→ RECORDS TO PROCESS:
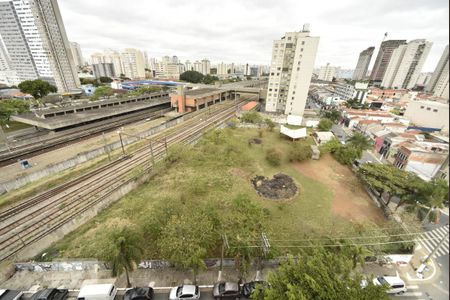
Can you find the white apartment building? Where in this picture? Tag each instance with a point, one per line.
(327, 73)
(133, 63)
(15, 43)
(363, 64)
(206, 67)
(438, 84)
(49, 22)
(293, 59)
(77, 54)
(406, 64)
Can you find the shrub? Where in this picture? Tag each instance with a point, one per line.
(273, 157)
(300, 152)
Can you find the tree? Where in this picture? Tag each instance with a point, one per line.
(325, 125)
(334, 115)
(187, 239)
(104, 79)
(319, 273)
(103, 91)
(119, 243)
(37, 88)
(208, 79)
(10, 107)
(299, 152)
(359, 141)
(192, 76)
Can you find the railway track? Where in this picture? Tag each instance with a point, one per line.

→ REQUIRED TASK:
Only the lines from the one that contains "Can you find the shrub?" to the end of the entries above should be given again, exactly and in full.

→ FINISHED EXERCISE:
Can you find the shrub? Where in this picture? Tag each instance with a point, one per line.
(273, 157)
(300, 152)
Can you find the tree? Where in this picture? Tag each instance with a point, one per line.
(325, 125)
(334, 115)
(187, 239)
(104, 79)
(319, 273)
(103, 91)
(119, 243)
(37, 88)
(208, 79)
(10, 107)
(299, 152)
(359, 141)
(192, 76)
Can you find the railway track? Where in this picture? Tag each instance with a point, one per line.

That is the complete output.